((

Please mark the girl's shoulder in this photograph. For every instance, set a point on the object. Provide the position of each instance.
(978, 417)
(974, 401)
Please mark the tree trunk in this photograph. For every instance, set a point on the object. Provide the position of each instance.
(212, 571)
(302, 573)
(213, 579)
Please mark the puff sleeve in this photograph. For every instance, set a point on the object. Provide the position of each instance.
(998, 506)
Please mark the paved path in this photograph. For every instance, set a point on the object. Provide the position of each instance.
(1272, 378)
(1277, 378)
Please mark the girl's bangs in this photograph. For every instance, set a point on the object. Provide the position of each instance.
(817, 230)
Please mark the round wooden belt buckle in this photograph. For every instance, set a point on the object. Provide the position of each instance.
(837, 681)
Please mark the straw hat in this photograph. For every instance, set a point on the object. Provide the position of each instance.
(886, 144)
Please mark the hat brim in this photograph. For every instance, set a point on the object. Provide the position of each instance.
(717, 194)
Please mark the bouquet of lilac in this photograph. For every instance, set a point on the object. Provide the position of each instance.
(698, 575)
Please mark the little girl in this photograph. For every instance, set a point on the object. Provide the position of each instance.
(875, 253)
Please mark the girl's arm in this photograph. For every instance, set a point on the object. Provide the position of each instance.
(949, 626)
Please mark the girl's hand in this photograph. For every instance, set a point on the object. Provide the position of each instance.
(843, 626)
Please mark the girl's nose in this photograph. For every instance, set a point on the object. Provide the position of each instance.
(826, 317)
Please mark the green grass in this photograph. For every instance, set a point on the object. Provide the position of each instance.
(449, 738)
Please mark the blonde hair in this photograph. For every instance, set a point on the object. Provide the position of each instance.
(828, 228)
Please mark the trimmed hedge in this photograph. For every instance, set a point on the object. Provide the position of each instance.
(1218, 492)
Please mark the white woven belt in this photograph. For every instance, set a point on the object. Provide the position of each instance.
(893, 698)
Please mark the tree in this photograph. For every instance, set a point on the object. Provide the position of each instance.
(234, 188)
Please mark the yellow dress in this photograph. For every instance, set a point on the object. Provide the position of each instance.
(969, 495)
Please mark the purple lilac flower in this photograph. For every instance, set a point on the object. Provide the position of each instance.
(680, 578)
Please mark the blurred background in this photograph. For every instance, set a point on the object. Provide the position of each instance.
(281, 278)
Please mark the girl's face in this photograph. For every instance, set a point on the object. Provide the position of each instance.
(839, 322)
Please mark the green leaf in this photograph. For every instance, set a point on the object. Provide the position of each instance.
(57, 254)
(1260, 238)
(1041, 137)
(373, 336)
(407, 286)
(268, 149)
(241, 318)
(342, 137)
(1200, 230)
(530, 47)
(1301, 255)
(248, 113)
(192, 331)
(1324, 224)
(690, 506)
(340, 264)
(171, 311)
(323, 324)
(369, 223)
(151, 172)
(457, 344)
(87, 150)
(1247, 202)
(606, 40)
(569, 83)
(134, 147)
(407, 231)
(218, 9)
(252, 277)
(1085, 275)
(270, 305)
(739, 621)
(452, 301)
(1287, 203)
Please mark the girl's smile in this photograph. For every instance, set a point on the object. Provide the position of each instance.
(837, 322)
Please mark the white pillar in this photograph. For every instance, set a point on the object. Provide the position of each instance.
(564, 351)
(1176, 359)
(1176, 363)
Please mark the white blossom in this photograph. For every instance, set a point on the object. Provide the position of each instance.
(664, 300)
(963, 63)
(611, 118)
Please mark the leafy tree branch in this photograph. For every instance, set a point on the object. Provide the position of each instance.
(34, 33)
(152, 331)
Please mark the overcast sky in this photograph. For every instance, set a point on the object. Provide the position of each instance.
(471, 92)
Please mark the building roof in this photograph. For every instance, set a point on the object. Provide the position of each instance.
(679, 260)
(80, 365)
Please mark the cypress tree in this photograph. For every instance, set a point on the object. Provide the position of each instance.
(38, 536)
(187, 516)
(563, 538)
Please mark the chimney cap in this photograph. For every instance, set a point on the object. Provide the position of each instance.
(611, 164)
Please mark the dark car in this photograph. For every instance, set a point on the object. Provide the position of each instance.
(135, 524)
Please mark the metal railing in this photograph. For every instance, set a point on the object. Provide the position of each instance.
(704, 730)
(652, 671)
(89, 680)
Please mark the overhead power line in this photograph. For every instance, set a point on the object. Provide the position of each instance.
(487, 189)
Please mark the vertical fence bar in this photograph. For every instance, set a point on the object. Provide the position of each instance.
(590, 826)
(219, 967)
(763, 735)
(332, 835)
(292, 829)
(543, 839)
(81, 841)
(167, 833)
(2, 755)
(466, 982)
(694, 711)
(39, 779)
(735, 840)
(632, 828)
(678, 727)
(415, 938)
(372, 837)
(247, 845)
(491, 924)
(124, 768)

))

YOUR TASK — Convert the material starting at the line containing "Please mark the girl's face" and ending at the line containing "(1176, 363)" into a JSON list of strings, one string per line. Leave out blank lines.

EXERCISE ANSWER —
[
  "Please mark the girl's face in this photograph. For every instance, set a point on the object. Provide the position of each instance.",
  "(839, 322)",
  "Please mark the green leaf in this photograph. For every instance, set a point on the object. Provide the position of each instance.",
  "(57, 254)",
  "(1260, 238)",
  "(1041, 137)",
  "(373, 336)",
  "(407, 286)",
  "(268, 149)",
  "(241, 318)",
  "(342, 137)",
  "(1200, 230)",
  "(530, 47)",
  "(1301, 255)",
  "(248, 113)",
  "(192, 331)",
  "(1324, 224)",
  "(690, 506)",
  "(340, 264)",
  "(171, 311)",
  "(323, 324)",
  "(369, 223)",
  "(151, 172)",
  "(457, 344)",
  "(87, 150)",
  "(1247, 202)",
  "(606, 40)",
  "(569, 83)",
  "(134, 147)",
  "(407, 231)",
  "(218, 9)",
  "(252, 277)",
  "(1085, 275)",
  "(270, 305)",
  "(739, 621)",
  "(452, 301)",
  "(1287, 203)",
  "Please mark the girl's smile in this photograph. For every instance, set a point on the object. Provide the position of each instance.",
  "(837, 322)",
  "Please mark the white pillar in this photograph. For every instance, set a point on the object. Provide the position of each instance.",
  "(564, 351)",
  "(1176, 359)",
  "(1176, 363)"
]